PASSAGE FOR REVIEW
• • • • •

Tuesday, October 29, 2024

Why Does Bidenomics Work?

 Financial FAQs

Elon Musk told a cheering crowd at Sunday’s MAGA rally in New York that if Donald Trump puts him in charge of government efficiency, as planned, he can cut “at least $2 trillion” from the current federal budget.

This would cause an almost immediate recession. Such is the blindness of the world’s richest Oligarch, who has made no bones about his dislike of government regulations and taxes in the way of his dream of reaching Mars.

MarketWatch’s Brent Arends tells us what would happen. “Either Donald Trump and Elon Musk are planning to cut 85% of all spending on highways, disaster relief, federal bank-deposit insurance and the departments of Agriculture, Homeland Security and Justice; close all U.S. embassies; and abolish the Environmental Protection Agency, the Small Business Administration, NASA and nearly all welfare, income-support, food-stamp and childhood-nutrition programs.”

“Or, they are planning on cutting Social Security and Medicare — despite Donald Trump’s protests to the contrary,” said Arends

That is what is behind Republicans’ dislike of Democrats economic policies since President Biden’s election that has created more than 15 million jobs and 3 percent economic growth as we recovered from the COVID-19 pandemic.

It takes government investments to spur private investments; not just in new technologies (the CHIPS Act) but healthcare and the environment (Inflation Reduction Act), and in modernizing our infrastructure (Infrastructure Act) so that Americans will feel more secure from hurricanes and illness and therefore produce more.

That is the real definition of efficiency, not cutting benefits so that Billionaires can keep more of their wealth.

President Obama was the first to turn the tide on President Reagan’s 40- years of trickle-down economic policies after the Great Recession (2008-09) that had transferred $50 trillion in wealth from working Americans to the owners of capital living off their corporate profits, according to a RAND Corporation working paper.

He did it by creating Obamacare (the Affordable Care Act) and making government the protector of people, not of profits, as President Reagan had done. This resulted in economic growth accelerating to 4 percent during the Obama years continuing into Trump’s years, even with a Republican-engineered shutdown. It was the longest economic recovery since World War Two, and the reason Trump could brag that growth has been so good just prior to COVID-19.

The economy unfortunately shrank -7.5 percent in 2020 as businesses shut down due to the pandemic. It roared back to life in the second quarter of 2021 as congress acted quickly to put money back into Americans’ pockets.

• • • • •

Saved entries
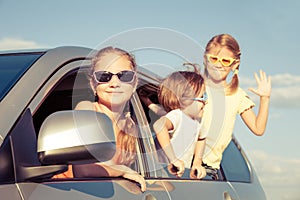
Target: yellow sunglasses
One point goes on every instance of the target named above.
(226, 62)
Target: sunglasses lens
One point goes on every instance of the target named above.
(213, 59)
(103, 76)
(126, 76)
(226, 62)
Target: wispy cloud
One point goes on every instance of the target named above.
(279, 176)
(16, 43)
(285, 90)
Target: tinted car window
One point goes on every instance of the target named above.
(12, 67)
(234, 165)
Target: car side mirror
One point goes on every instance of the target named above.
(76, 136)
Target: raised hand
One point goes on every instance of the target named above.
(263, 85)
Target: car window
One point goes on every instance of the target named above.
(234, 165)
(70, 89)
(12, 67)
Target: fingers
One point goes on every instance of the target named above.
(137, 178)
(198, 173)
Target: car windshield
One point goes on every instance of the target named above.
(12, 67)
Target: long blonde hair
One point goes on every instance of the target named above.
(228, 42)
(126, 137)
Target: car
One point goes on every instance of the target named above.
(40, 134)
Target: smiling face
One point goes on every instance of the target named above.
(217, 72)
(114, 93)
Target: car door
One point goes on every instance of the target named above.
(176, 188)
(62, 91)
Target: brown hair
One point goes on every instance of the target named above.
(127, 135)
(178, 87)
(226, 41)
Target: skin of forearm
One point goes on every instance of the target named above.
(262, 117)
(199, 151)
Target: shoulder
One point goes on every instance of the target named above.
(162, 123)
(85, 105)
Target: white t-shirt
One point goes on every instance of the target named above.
(184, 135)
(218, 120)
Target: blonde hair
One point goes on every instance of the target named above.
(178, 87)
(127, 135)
(228, 42)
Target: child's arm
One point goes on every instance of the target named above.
(197, 170)
(257, 124)
(161, 128)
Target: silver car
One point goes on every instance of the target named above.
(40, 134)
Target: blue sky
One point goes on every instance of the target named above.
(267, 31)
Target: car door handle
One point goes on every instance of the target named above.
(149, 197)
(227, 196)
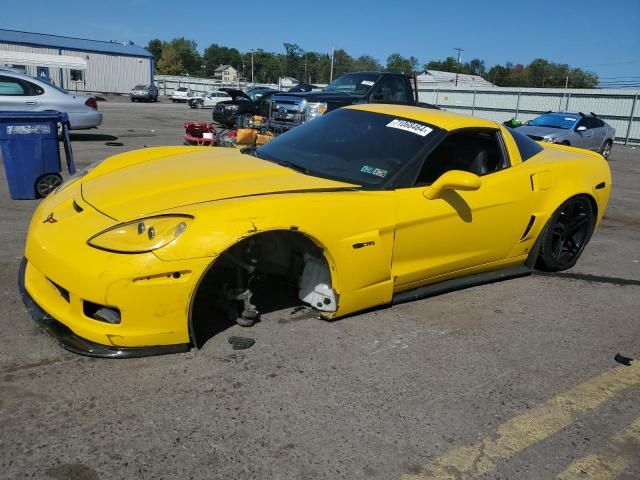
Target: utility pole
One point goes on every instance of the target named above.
(331, 75)
(458, 67)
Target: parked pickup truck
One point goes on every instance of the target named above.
(289, 110)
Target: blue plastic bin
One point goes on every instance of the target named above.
(31, 154)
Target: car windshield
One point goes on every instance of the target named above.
(564, 121)
(353, 146)
(357, 83)
(61, 90)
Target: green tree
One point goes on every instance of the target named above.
(187, 51)
(342, 62)
(170, 63)
(366, 63)
(476, 67)
(398, 63)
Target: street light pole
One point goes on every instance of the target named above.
(331, 75)
(458, 67)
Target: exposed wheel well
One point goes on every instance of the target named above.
(532, 260)
(288, 263)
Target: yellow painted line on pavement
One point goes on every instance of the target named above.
(625, 452)
(529, 428)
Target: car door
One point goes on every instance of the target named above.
(18, 94)
(459, 230)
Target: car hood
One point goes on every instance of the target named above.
(542, 131)
(143, 182)
(338, 97)
(235, 93)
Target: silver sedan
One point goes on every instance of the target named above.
(575, 129)
(19, 92)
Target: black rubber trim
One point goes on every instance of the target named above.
(460, 283)
(68, 340)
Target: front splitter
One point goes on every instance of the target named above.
(68, 340)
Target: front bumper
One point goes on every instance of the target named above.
(68, 340)
(84, 120)
(65, 277)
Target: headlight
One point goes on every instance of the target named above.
(142, 235)
(315, 109)
(77, 176)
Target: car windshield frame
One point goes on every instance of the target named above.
(359, 147)
(547, 121)
(361, 82)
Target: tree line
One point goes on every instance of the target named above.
(180, 56)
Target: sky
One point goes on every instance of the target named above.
(602, 36)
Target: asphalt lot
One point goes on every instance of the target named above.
(513, 380)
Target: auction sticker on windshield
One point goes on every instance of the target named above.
(412, 127)
(378, 172)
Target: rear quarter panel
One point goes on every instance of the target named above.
(560, 172)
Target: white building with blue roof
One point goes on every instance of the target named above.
(77, 63)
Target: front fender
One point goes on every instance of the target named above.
(354, 230)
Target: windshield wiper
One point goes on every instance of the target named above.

• • • • •

EXERCISES
1. Translate this sentence from the article on Bidenomics into Spanish: "That is the real definition of efficiency, not cutting benefits so that Billionaires can keep more of their wealth."
2. According to the article on Bidenomics, how much did Elon Musk say he could cut from the current federal budget?
3. Pick up the article on Bidenomics after its final sentence and continue it.

PER-TASK ANSWERS
1. Esa es la verdadera definición de eficiencia, no recortar prestaciones para que los multimillonarios puedan conservar una mayor parte de su riqueza.

2. At least $2 trillion.

3.
In fact, the U.S. economy will continue to provide most of the thrust for global growth through the balance of this year and in 2025, led by robust consumer spending “that has held up through a wrenching bout of inflation and the high interest rates used to tame it,” the International Monetary Fund said on Tuesday.

Such economic policies requiring government investments have worked before. It was Roosevelt’s New Deal that employed more than 8 million people, built 650,00 miles of roads, 120,000 bridges, created the minimum age, 8-hour workdays and started up social security.

Now more than half of the living US recipients of the Nobel Prize for economics signed a letter that called Vice President Kamala Harris’ economic agenda “vastly superior” to the plans laid out by former President Donald Trump.

“While each of us has different views on the particulars of various economic policies, we believe that, overall, Harris’ economic agenda will improve our nation’s health, investment, sustainability, resilience, employment opportunities, and fairness and be vastly superior to the counterproductive economic agenda of Donald Trump,” the economists write in the letter obtained by CNN.

Top this off consumers are now joining the Harris economic bandwagon. The Conference Board’s latest consumer confidence survey surged to 108.7 in October from a revised 99.2 reading in the prior month,the Conference Board said Tuesday.  This is highest level of confidence since January.

“Consumer confidence recorded the strongest monthly gain since March 2021, but still did not break free of the narrow range that has prevailed over the past two years,” said Dana M. Peterson, Chief Economist at The Conference Board. “In October’s reading, all five components of the Index improved. Consumers’ assessments of current business conditions turned positive. Views on the current availability of jobs rebounded after several months of weakness, potentially reflecting better labor market data.” 

Is Bidenomics finally catching on with ordinary Americans, not just economists?